*WHAT TO DO*. From the entries below, transcribe exactly the lines between the line holding "One point goes on each instance of the bicycle" and the line holding "One point goes on each instance of the baseball", inclusive; skip all other lines.
*** MATERIAL PROVIDED Section Begins ***
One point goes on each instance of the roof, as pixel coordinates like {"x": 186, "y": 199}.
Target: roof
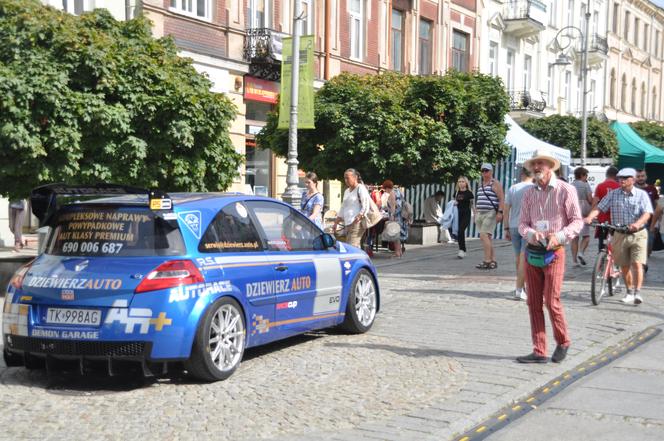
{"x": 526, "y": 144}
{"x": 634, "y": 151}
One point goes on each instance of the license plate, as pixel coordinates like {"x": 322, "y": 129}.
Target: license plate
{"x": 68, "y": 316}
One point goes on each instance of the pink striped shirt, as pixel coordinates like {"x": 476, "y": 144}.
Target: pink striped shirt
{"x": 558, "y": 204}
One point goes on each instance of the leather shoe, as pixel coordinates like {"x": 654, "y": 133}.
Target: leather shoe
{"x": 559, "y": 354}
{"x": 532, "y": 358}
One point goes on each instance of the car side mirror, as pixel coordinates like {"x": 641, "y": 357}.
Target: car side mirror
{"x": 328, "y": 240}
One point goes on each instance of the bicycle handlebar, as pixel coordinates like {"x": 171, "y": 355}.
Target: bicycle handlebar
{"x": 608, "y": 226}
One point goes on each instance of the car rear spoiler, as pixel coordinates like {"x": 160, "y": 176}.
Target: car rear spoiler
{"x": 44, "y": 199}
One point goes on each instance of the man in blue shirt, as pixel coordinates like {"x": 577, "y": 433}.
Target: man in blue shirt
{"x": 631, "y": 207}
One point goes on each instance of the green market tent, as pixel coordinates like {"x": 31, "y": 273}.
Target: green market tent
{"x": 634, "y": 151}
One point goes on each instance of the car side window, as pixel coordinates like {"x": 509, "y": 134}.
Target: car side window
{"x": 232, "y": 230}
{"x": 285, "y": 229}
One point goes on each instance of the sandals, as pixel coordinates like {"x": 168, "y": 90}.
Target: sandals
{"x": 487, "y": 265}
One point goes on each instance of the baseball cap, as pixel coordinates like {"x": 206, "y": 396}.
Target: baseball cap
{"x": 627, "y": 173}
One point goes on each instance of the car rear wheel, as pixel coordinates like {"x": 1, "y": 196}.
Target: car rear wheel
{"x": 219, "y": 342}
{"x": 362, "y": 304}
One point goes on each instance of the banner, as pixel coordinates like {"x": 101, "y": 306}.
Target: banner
*** MATERIAL PROVIDED Section Ends ***
*SOLVED PROBLEM*.
One point goes on each instance of the bicycle handlebar, as pixel coordinates like {"x": 171, "y": 355}.
Target: bicycle handlebar
{"x": 608, "y": 226}
One point goes on each instance of the car rear spoiler, as pixel coordinates like {"x": 160, "y": 176}.
Target: car rear spoiler
{"x": 44, "y": 199}
One point goes on each instance of the man in blue shirt, as pixel coordinates like {"x": 577, "y": 433}.
Target: man in blue shirt
{"x": 631, "y": 207}
One point goes on each instance of the green market tent, as pixel coordinates like {"x": 31, "y": 273}.
Target: green market tent
{"x": 634, "y": 151}
One point goes on each instance of the car side window, as pixel coordinates like {"x": 509, "y": 134}.
Target: car side window
{"x": 232, "y": 230}
{"x": 285, "y": 229}
One point goes on each instance of the sandals, as pixel coordinates like {"x": 168, "y": 90}.
Target: sandals
{"x": 487, "y": 265}
One point goes on each instance of the baseball cap, as pixel coordinates like {"x": 206, "y": 396}.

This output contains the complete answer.